- **Work request**: Could you please repeat the entries below word for word, with the images left out?

- **Data extract**:
******************************

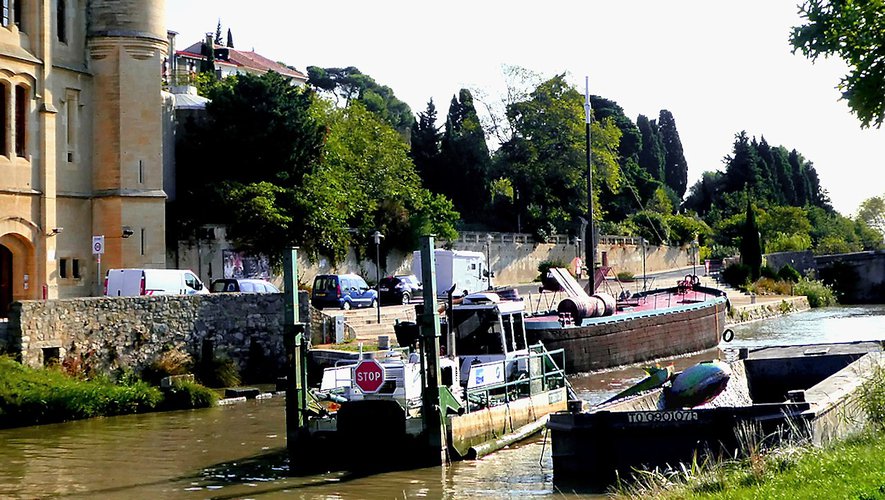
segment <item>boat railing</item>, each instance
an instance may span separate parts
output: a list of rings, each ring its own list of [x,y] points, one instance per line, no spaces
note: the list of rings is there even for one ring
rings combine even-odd
[[[517,358],[519,359],[519,358]],[[491,383],[465,390],[467,412],[490,406],[507,404],[511,401],[535,394],[565,387],[565,350],[548,351],[542,345],[529,347],[529,353],[522,357],[528,370],[519,370],[503,382]]]

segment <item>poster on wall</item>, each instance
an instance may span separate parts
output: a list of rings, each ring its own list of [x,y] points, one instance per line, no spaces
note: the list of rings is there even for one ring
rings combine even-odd
[[[247,255],[236,250],[222,250],[225,278],[270,279],[270,262],[266,255]]]

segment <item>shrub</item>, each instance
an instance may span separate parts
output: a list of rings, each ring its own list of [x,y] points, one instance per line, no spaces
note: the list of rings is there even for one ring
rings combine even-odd
[[[789,264],[785,264],[784,267],[777,272],[777,277],[782,281],[789,281],[791,283],[798,283],[799,280],[802,279],[802,275],[799,274],[799,271]]]
[[[240,370],[227,355],[202,359],[197,367],[197,380],[207,387],[236,387],[240,385]]]
[[[768,267],[768,266],[762,266],[762,268],[759,270],[759,276],[761,276],[762,278],[768,278],[768,279],[774,280],[774,281],[777,281],[777,279],[778,279],[777,273],[775,272],[775,270]]]
[[[190,382],[176,380],[172,387],[163,389],[163,410],[187,410],[191,408],[208,408],[218,401],[218,394],[208,387]]]
[[[748,287],[758,295],[791,295],[793,284],[789,281],[778,281],[771,278],[759,278]]]
[[[796,295],[808,297],[808,305],[811,307],[826,307],[836,305],[836,294],[822,281],[802,278],[796,284]]]
[[[750,266],[731,264],[722,270],[722,281],[734,288],[745,288],[750,283]]]
[[[860,402],[870,423],[885,429],[885,368],[877,366],[861,386]]]
[[[567,268],[568,264],[561,260],[542,261],[540,264],[538,264],[538,277],[535,278],[535,281],[541,281],[545,276],[547,276],[547,271],[549,271],[551,267]]]
[[[633,281],[636,277],[630,271],[621,271],[618,273],[618,281]]]
[[[193,364],[190,354],[172,348],[160,353],[157,359],[142,371],[141,377],[153,385],[159,385],[164,377],[190,373]]]

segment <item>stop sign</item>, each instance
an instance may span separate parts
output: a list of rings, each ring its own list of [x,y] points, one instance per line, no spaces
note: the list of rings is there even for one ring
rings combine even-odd
[[[364,359],[353,369],[353,383],[364,393],[378,392],[384,384],[384,367],[374,359]]]

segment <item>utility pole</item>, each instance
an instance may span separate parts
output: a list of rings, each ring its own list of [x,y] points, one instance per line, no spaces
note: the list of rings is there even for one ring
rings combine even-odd
[[[596,234],[593,222],[593,155],[590,141],[590,121],[593,110],[590,107],[590,77],[584,77],[584,116],[587,135],[587,234],[584,235],[587,255],[587,274],[590,277],[590,294],[596,293]]]

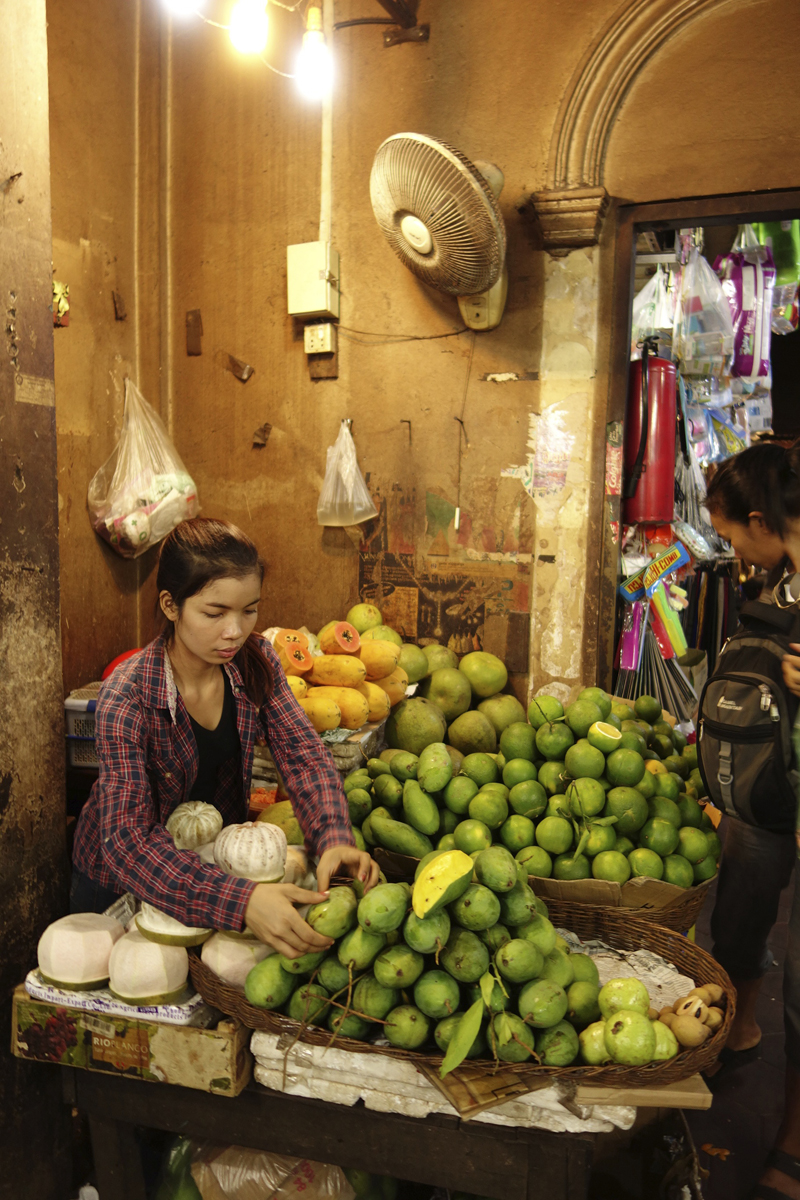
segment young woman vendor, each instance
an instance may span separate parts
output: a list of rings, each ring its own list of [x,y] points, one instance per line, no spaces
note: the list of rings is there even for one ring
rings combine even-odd
[[[707,506],[717,533],[747,563],[778,577],[770,599],[800,611],[800,449],[762,443],[722,463],[708,488]],[[795,652],[800,646],[794,646]],[[786,686],[800,696],[800,657],[783,660]],[[714,957],[736,987],[736,1016],[723,1051],[726,1065],[743,1065],[761,1041],[756,1002],[772,963],[767,939],[778,916],[781,891],[795,880],[783,968],[786,1030],[786,1105],[775,1148],[752,1200],[800,1200],[800,835],[773,833],[728,818],[711,916]]]
[[[333,761],[253,632],[263,578],[256,547],[227,521],[184,521],[162,543],[161,634],[117,667],[97,701],[100,772],[75,834],[73,912],[101,912],[130,891],[187,925],[247,925],[293,958],[331,944],[296,904],[325,899],[337,872],[377,882],[377,864],[353,844]],[[186,800],[213,804],[226,825],[246,821],[259,737],[318,856],[319,894],[227,875],[177,850],[165,828]]]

******************************

- **Reply**:
segment <item>boat railing</item>, each instance
an instance may span separate parts
output: a list of rings, each ring its own list of [x,y] points, one instance per line, no spaces
note: the list of rings is there even for one ring
rings combine even-odd
[[[517,358],[519,359],[519,358]],[[491,383],[465,390],[467,412],[490,406],[507,404],[511,401],[535,394],[565,387],[565,350],[548,351],[542,345],[529,347],[529,353],[522,357],[528,370],[519,370],[503,382]]]

segment <item>poster on wall</item>, each instance
an instance may span separate parts
output: a list of rings, each ring its own list of [x,y] points, one instance per line, no spaces
note: the list of rings is there even for one ring
rings combine even-odd
[[[247,255],[236,250],[222,250],[225,278],[270,279],[270,262],[266,255]]]

segment <item>shrub</item>, each instance
an instance may span separate parts
output: a list of rings, each ring its own list of [x,y] points, one instance per line, no spaces
note: the list of rings is there even for one ring
rings combine even-odd
[[[789,264],[785,264],[784,267],[777,272],[777,277],[782,281],[789,281],[791,283],[798,283],[799,280],[802,279],[802,275],[799,274],[799,271]]]
[[[240,370],[227,355],[202,359],[197,367],[197,380],[207,387],[236,387],[240,385]]]
[[[768,267],[768,266],[762,266],[762,268],[759,270],[759,276],[761,276],[762,278],[768,278],[768,279],[774,280],[774,281],[777,281],[777,279],[778,279],[777,273],[775,272],[775,270]]]
[[[190,382],[176,380],[172,387],[163,389],[163,410],[187,410],[191,408],[208,408],[218,401],[218,394],[208,387]]]
[[[748,287],[758,295],[791,295],[793,284],[789,281],[778,281],[771,278],[759,278]]]
[[[796,295],[808,297],[808,305],[811,307],[826,307],[836,305],[836,294],[822,281],[802,278],[796,284]]]
[[[750,266],[731,264],[722,270],[722,281],[734,288],[745,288],[750,283]]]
[[[860,402],[870,423],[885,429],[885,368],[877,366],[861,386]]]
[[[567,268],[568,264],[561,260],[542,261],[540,264],[538,264],[538,277],[535,278],[535,281],[541,281],[545,276],[547,276],[547,271],[549,271],[551,267]]]
[[[633,281],[636,277],[630,271],[621,271],[618,273],[618,281]]]
[[[193,364],[190,354],[172,348],[160,353],[157,359],[142,371],[141,377],[153,385],[159,385],[164,377],[190,373]]]

segment <item>stop sign</item>, each instance
an instance may span separate parts
output: a list of rings, each ring its own list of [x,y] points, one instance per line, no spaces
note: the list of rings is there even for one ring
rings combine even-odd
[[[364,359],[353,369],[353,383],[364,393],[378,392],[384,384],[384,367],[374,359]]]

segment <item>utility pole</item>, each instance
an instance may span separate parts
output: a list of rings, each ring its own list of [x,y] points, one instance per line, no spaces
note: the list of rings is there even for one ring
rings combine even-odd
[[[596,234],[593,222],[593,155],[590,141],[590,121],[593,110],[590,107],[590,77],[584,77],[584,116],[587,135],[587,234],[584,235],[587,255],[587,274],[590,277],[590,294],[596,293]]]

segment young woman vendor, each instance
an instance may span separate parts
output: a list of rings, each ring its own list of [x,y] points, one instance per line, no spaces
note: the list of rings is there even for one ring
rings combine even-odd
[[[707,506],[717,533],[747,563],[778,577],[770,599],[800,611],[800,449],[762,443],[722,463],[708,488]],[[795,652],[800,646],[794,646]],[[786,686],[800,696],[800,657],[783,660]],[[714,957],[736,987],[736,1016],[723,1051],[726,1065],[743,1065],[761,1041],[756,1002],[772,963],[767,939],[778,916],[781,891],[795,880],[783,968],[786,1030],[786,1105],[775,1148],[752,1200],[800,1200],[800,835],[773,833],[728,818],[711,916]]]
[[[333,761],[253,632],[263,578],[256,547],[227,521],[184,521],[162,543],[161,634],[117,667],[97,701],[100,772],[75,834],[73,912],[101,912],[130,891],[187,925],[247,925],[293,958],[331,944],[296,904],[325,899],[337,872],[377,882],[377,864],[353,844]],[[186,800],[213,804],[226,825],[246,821],[259,737],[318,856],[319,894],[227,875],[177,850],[165,828]]]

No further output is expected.